*ABOUT THIS TASK*. Report only the number of lines that contain the string "segment" in the records below.

*THE DATA*.

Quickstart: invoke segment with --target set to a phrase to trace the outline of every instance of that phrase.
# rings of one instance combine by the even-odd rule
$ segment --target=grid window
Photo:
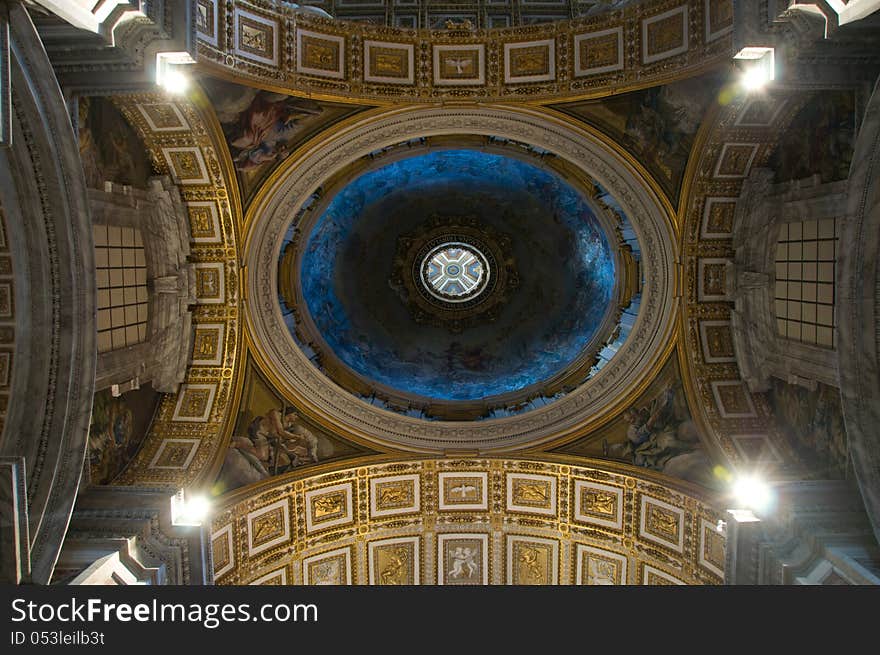
[[[779,334],[787,339],[834,348],[834,274],[837,221],[833,218],[780,227],[776,245]]]
[[[147,338],[147,262],[140,230],[94,225],[98,352]]]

*FINISHED TASK*. 2